▸ The task: Extract every line of the data below that contains the word "whose". Copy each matching line in full.

───── Available data

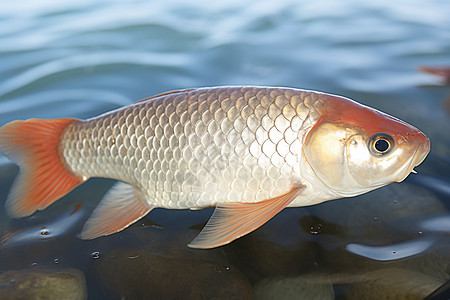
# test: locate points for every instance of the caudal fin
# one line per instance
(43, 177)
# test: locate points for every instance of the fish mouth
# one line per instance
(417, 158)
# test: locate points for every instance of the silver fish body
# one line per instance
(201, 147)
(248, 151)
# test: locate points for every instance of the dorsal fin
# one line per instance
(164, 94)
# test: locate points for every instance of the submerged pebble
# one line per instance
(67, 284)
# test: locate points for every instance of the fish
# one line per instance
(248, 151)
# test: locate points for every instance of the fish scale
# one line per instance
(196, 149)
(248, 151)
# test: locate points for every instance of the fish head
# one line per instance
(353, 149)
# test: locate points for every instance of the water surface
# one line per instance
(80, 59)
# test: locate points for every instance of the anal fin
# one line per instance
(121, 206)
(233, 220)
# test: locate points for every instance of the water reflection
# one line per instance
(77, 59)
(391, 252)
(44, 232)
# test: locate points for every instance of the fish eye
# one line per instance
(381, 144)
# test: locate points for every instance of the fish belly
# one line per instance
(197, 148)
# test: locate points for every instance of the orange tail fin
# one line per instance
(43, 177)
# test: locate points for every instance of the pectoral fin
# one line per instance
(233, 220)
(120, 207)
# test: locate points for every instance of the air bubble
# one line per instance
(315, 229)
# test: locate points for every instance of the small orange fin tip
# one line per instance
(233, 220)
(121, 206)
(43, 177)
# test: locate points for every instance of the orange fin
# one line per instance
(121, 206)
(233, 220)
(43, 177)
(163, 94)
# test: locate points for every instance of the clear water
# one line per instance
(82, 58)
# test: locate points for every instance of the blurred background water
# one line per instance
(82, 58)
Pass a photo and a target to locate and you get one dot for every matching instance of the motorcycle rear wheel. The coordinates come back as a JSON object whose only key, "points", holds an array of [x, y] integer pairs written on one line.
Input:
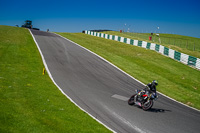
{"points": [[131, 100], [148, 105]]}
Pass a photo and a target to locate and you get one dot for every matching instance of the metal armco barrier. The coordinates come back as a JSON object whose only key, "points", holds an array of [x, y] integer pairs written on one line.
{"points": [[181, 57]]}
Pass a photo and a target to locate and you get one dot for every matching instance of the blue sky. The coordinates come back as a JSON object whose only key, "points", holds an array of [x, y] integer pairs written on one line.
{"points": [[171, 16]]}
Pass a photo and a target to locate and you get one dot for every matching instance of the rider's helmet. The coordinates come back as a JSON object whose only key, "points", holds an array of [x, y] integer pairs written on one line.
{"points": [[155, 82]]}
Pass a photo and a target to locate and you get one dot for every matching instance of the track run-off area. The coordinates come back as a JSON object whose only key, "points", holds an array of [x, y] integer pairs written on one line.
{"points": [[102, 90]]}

──────────
───── Available data

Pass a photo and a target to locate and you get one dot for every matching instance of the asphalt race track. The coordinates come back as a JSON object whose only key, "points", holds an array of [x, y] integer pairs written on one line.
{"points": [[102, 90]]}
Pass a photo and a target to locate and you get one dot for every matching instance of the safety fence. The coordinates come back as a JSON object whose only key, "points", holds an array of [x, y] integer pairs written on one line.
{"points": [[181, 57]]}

──────────
───── Available data

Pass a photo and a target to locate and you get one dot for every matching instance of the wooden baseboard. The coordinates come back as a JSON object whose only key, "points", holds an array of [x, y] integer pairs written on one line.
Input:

──────────

▸ Completed exercise:
Pass a photo and a target to locate and you get one dot for every matching instance of the motorcycle rear wheel. The coordinates come back as a JSON object whose only key, "points", holds an array of [x, y] integer pairs written on one line.
Pass a photo and a target to locate and you get one dot for every matching instance of the metal armco barrier. The coordinates come back as a JSON object whose only key, "points", holds an array of [x, y] integer pairs written on one line.
Pass a photo and a target to locate and you get one dot for every matching instance of the blue sky. The coordinates come back as a JSON object whose only key, "points", holds an array of [x, y] integer pairs written on one line.
Pass a photo and a target to locate and you get one dot for every matching instance of the rider's helmet. The coordinates come back as a JSON object whose only key, "points", holds an array of [x, y] integer pairs written on one line.
Pass a photo and a target to locate and you get one dot for every matching instance of the track run-off area. The coordinates come back as a JSON object whose only key, "points", holds an array of [x, y] integer pairs written on one line.
Pass a photo and a target to locate and you get one dot for every matching instance of the asphalt race track. The coordinates come back as a JSON object whose only key, "points", holds an array of [x, y] integer pairs written on one line.
Pass a photo and a target to locate and you get one dot for every matching instance of the safety fence. The coordinates come back as a JSON object whose only key, "points", holds an array of [x, y] integer pairs written on one line.
Pass a photo and a target to locate and you get one dot for every matching instance of the wooden baseboard. The coordinates come back as a JSON object whose only key, "points", holds an array of [x, y] integer pairs written on one line.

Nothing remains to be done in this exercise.